*Directions*: Copy out the records in full, word for word, without pictures.

*Supplied entries*:
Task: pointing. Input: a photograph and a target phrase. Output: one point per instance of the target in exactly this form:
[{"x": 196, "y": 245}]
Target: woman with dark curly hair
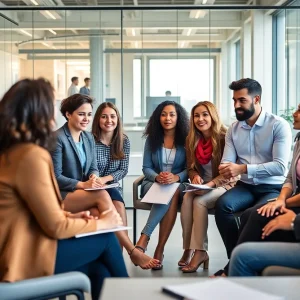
[
  {"x": 37, "y": 235},
  {"x": 164, "y": 162}
]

*Finished task*:
Task: pointing. Input: a photograph and a target phrase. Output: one point per instance of the target in exactly this form:
[{"x": 196, "y": 245}]
Target: woman with dark curly hair
[
  {"x": 37, "y": 235},
  {"x": 164, "y": 162}
]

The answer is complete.